A recent immigrant to Alaska’s Kenai Peninsula has been sentenced to nine months in jail and ordered to pay more than $100,000 in fines in connection with a September moose shooting spree, but if some of his Anchor Point neighbors and former neighbors in California are to be believed this is just the tip of the story.

Poacher Rusty Counts was not an end-of-the-roader by choice, it seems, but a man exiled from the Lower 48 by authorities there after committing numerous crimes in the country’s most populous state.

The Alaska Division of Corrections on Monday revealed he was on probation in Alaska after having been transfered here from California.

That, however, is getting ahead of a story that starts with three moose shot dead and left to rot, a story that then wanders into the strange new world of “news” that twists and turns through the tubes of the internet where anyone can these days become a reporter.

It is in the tubes that Counts’ new neighbors met his old neighbors and began to put together the rest of his story.

In a Facebook exchange with someone posting on Counts’ Facebook page, anti-crime activist Kari Klopp Davidson from Sterling even managed to solicit an admission to involvement with the moose slayings weeks before the case went to court, but with a claimed excuse.

“I took the rap for all of it (because) my nephews don’t need any of it in their life,” the poster wrote. “He was going, and I chose to go. My dad can’t get around like he used to.”
■ ■ ■
Aim: Carry on the article about the Kenai Peninsula moose poaching case, picking up right after its final quoted sentence.

Dataset excerpt:
■ ■ ■
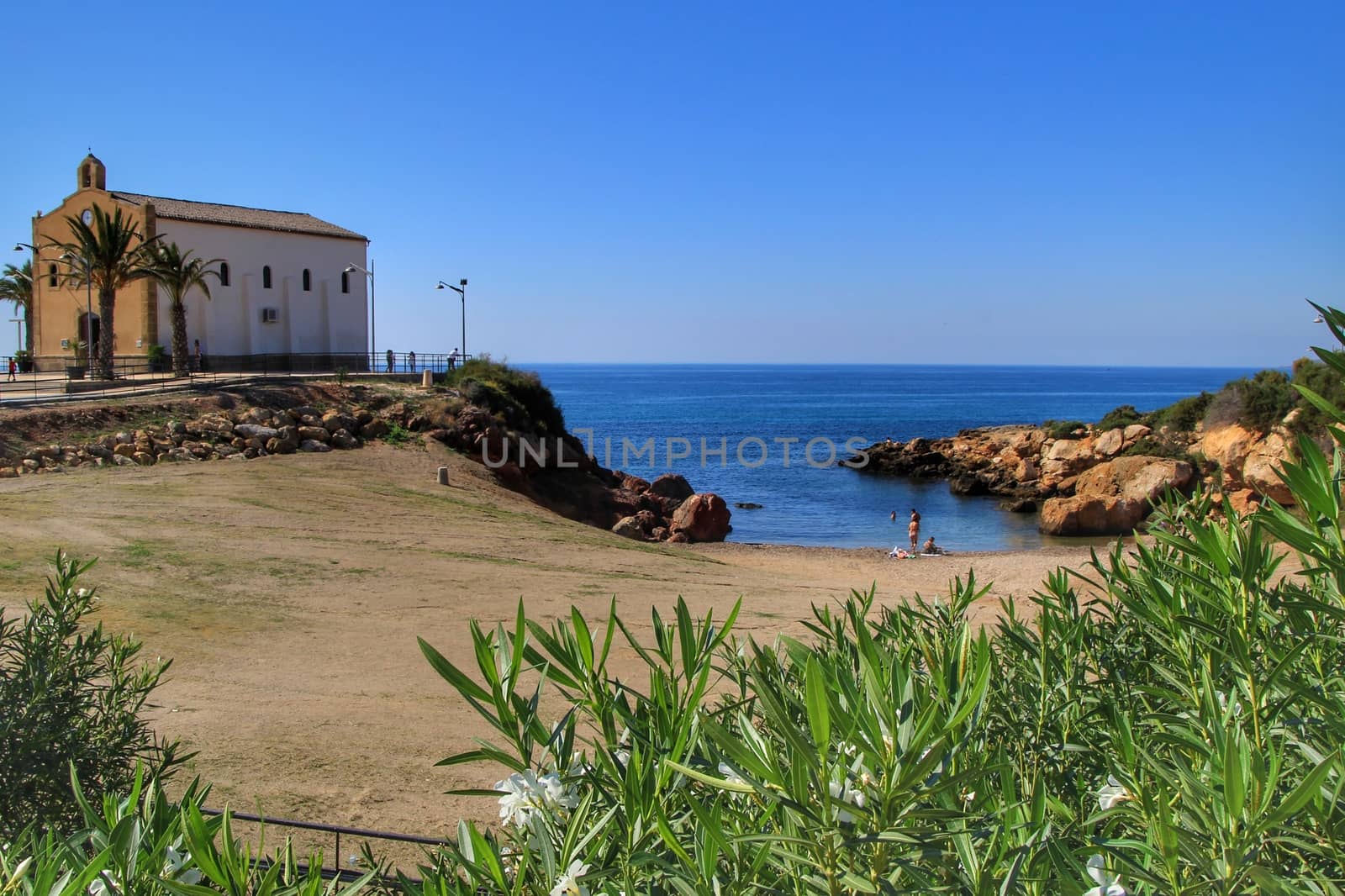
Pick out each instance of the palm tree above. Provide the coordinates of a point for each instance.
(17, 287)
(111, 255)
(178, 272)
■ ■ ■
Solved exercise:
In court

What is now officially known about the 39-year-old Counts’ fall shooting activities is this, according to the Alaska Department of Law:

He shot three moose dead. He left all of the carcasses to rot. He was identified from a photograph taken by a witness to one of the shootings in September. He was apprehended by Alaska Wildlife Troopers in October. He was tried in the Homer court in December and found guilty of 21 charges related to illegal hunting.

State attorney Aaron Peterson said today that California probation officials have been notified of Counts’ latest crimes in Alaska and after he serves his time here “certainly they can extradite him.”

Whether the state could simply ship Counts south to let California house him and pick up the costs of his incarceration is “a policy level question above my pay grade,” he added.

As troopers describe Counts’ Alaska hunting expeditions, he would shoot a bull moose and measure its antlers to see if they met the legal standard of 50 inches.  If they didn’t measure up, he’d leave the dead animal and find another moose to shoot.

In most of Alaska, the general moose hunting seasons limit hunters to shooting animals with antlers 50 inches or wider, or antlers smaller than a fork on at least one side.

The regulations are complicated because they are designed to focus harvest on old bulls and young bulls and leave a lot of big, healthy, breeding bulls to breed. Every year some hunters end up in trouble for shooting moose that don’t quite measure up to the 50-inch standard.

Most of them salvage the meat and turn themselves in. Usually the antlers are close to 50 inches, but not 50 inches, and they are fined. The meat is then donated to charity.

One of Counts’ moose might have passed as accidental. According to a trooper statement, it had antlers measuring 45 inches. Two others would have been visibly illegal even to the visually impaired. They had antlers of 26 inches and 25 inches, according to troopers.

“Only one backstrap off one moose had been salvaged,” troopers said. “The rest of the meat was left on the three animal’s in the field to spoil.”

“….This was one of the most egregious poaching cases seen by wildlife troopers in decades,” a Department of Law press release added.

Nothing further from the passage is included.